### Dataset:
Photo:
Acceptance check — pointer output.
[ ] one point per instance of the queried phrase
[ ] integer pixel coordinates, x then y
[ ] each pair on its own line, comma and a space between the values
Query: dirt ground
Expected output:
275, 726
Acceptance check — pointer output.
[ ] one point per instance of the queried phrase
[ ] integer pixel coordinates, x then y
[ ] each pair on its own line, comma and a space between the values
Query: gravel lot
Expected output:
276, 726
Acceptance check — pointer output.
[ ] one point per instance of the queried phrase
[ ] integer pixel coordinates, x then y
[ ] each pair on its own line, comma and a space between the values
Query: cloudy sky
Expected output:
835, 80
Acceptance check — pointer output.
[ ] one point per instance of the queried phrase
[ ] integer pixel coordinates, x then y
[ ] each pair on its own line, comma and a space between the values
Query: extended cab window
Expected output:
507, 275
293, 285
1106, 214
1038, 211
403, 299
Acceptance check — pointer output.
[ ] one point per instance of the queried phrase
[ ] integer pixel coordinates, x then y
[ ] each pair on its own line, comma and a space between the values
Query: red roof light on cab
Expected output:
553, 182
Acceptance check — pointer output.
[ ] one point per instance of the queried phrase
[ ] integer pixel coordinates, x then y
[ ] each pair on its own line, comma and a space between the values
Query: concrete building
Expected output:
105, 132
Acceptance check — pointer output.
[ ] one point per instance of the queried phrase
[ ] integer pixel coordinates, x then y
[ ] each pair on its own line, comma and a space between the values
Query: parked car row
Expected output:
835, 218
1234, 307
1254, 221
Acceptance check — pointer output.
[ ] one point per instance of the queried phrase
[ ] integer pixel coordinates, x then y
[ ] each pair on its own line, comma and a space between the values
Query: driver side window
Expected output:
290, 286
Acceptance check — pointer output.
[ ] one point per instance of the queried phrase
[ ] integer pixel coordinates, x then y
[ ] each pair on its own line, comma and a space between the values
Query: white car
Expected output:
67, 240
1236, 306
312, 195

### Task brief:
Gather every line from the rows above that contains the word "window", and copy each one in full.

### Task response:
Query: extended cab window
Query: driver side window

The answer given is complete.